TEXTE
Je pense, comme quatre-vingt-dix pourcents des passionnés, que la formule n’est pas bonne. Je n’ai pas trouvé cela agréable, ni pour les chevaux ni pour les cavaliers. Nous avons assisté à un barrage à six pour une médaille olympique individuelle. Il y a trois malheureux cavaliers et chevaux qui ont sauté un barrage pour se retrouver sans médaille. Pour des Jeux olympiques, ce n’est pas normal.
Le sport était fantastique, mais c’était un Grand Prix digne d’un CSI 5*, ce n’était pas les Jeux olympiques. Pour les avoir faits deux fois, c’est une expérience extraordinaire, tout le monde va jusqu’au bout. Ici, certains cavaliers ont sauté un unique parcours, n’ont pas réussi à se qualifier et sont rentrés chez eux. Ce n’est vraiment pas le but de notre sport.

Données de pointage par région
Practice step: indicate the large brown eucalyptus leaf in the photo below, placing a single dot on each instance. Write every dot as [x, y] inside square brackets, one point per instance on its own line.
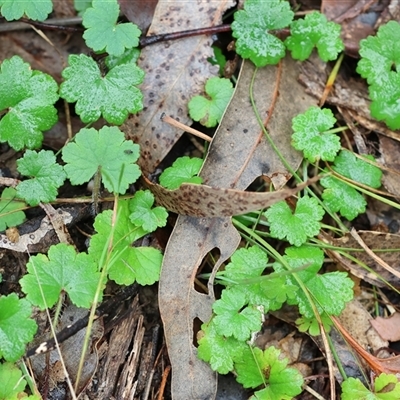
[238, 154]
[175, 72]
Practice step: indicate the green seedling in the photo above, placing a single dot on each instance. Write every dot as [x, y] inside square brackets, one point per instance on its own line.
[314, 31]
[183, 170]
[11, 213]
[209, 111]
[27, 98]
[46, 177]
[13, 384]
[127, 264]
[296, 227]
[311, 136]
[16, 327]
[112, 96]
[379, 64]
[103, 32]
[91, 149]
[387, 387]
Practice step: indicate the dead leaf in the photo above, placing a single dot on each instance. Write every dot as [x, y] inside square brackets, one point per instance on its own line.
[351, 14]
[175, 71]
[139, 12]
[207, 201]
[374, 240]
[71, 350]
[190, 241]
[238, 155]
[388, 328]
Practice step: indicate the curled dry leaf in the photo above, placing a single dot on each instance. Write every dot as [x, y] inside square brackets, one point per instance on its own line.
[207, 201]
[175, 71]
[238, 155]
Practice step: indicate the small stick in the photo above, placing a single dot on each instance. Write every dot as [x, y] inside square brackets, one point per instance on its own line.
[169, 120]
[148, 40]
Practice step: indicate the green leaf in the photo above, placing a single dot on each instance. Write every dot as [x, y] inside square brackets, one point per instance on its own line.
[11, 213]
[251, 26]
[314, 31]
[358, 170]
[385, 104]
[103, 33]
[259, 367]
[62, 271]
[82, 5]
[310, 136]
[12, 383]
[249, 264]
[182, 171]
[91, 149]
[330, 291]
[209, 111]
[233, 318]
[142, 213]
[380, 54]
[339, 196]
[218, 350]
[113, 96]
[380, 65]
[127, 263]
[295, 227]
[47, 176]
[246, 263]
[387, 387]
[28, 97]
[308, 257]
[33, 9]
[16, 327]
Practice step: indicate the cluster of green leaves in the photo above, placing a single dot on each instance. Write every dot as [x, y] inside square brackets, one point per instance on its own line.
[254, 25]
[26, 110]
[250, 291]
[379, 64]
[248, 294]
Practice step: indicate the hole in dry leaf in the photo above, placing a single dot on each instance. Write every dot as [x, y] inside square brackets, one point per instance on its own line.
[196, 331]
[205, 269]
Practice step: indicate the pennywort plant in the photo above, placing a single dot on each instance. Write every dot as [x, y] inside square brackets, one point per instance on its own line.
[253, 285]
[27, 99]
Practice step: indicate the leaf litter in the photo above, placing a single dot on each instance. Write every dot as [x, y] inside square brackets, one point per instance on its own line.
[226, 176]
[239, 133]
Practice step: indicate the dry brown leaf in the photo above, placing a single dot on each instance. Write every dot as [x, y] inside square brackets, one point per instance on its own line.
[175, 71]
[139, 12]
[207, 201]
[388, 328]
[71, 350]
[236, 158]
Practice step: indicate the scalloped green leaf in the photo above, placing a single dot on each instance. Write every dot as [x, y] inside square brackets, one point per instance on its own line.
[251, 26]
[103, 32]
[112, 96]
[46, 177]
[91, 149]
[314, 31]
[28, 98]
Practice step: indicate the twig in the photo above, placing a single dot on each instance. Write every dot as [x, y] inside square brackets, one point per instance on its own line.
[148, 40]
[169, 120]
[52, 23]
* * *
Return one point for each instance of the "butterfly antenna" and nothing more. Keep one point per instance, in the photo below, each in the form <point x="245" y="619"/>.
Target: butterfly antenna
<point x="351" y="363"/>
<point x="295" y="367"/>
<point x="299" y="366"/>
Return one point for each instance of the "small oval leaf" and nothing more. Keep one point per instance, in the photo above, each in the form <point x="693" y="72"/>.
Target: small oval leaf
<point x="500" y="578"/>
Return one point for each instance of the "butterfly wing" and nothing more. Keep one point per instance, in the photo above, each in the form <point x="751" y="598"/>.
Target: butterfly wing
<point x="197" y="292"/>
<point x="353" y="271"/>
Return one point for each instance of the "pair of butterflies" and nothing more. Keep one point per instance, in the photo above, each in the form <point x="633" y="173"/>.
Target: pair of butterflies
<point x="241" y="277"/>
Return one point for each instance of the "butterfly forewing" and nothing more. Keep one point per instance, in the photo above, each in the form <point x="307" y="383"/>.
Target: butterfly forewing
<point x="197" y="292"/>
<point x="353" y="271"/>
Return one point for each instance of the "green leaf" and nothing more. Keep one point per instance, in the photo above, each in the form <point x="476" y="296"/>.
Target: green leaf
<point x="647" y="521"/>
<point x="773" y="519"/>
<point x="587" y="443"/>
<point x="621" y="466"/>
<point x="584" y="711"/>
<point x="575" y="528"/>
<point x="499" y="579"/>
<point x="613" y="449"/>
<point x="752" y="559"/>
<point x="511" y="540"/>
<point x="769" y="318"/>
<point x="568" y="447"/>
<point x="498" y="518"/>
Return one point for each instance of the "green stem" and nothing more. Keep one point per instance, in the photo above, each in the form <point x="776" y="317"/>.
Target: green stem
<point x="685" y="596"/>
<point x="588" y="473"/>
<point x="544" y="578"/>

EXERCICES
1. D'après le texte, à combien de cavaliers le barrage pour la médaille olympique individuelle s'est-il disputé ?
2. Recopiez le passage du texte en commençant par « Je pense, comme » et en allant jusqu'à « n’est pas normal. ». Remplacez « chevaux » par « montures ».

RÉPONSES NUMÉROTÉES
1. À six.

2.
Je pense, comme quatre-vingt-dix pourcents des passionnés, que la formule n’est pas bonne. Je n’ai pas trouvé cela agréable, ni pour les montures ni pour les cavaliers. Nous avons assisté à un barrage à six pour une médaille olympique individuelle. Il y a trois malheureux cavaliers et montures qui ont sauté un barrage pour se retrouver sans médaille. Pour des Jeux olympiques, ce n’est pas normal.